Task: Search the records for "chair" and copy each line that holds it.

• • • • • • •

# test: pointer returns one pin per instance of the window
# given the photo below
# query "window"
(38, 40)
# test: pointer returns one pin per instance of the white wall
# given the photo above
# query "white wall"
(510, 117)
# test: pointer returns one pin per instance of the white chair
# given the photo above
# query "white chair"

• • • • • • •

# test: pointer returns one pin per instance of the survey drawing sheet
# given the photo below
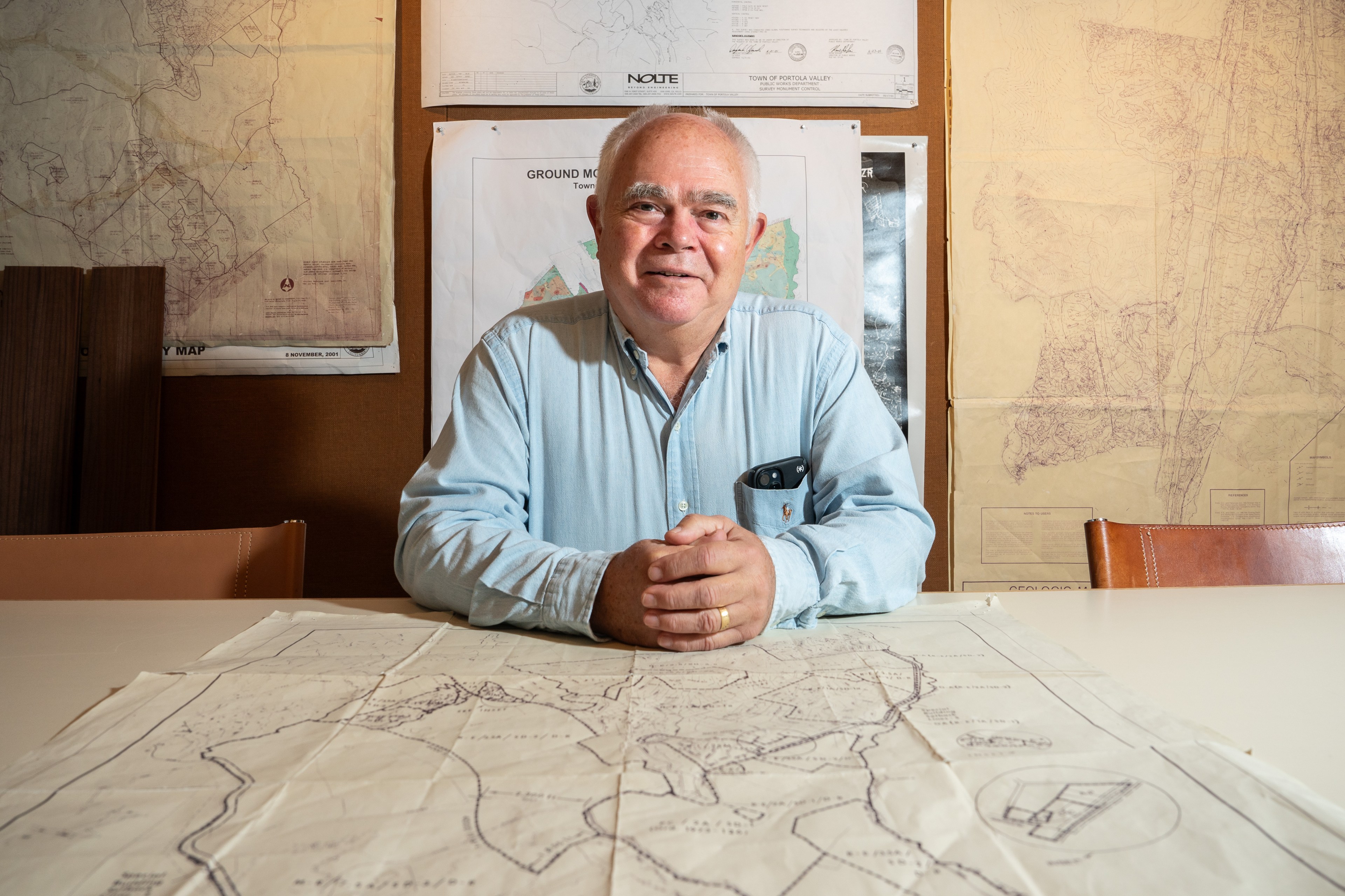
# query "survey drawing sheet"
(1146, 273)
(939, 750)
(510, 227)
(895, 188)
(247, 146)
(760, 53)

• • • • • • •

Answer box:
# test: pointer returns one pin per instance of the white chair
# query "white chair"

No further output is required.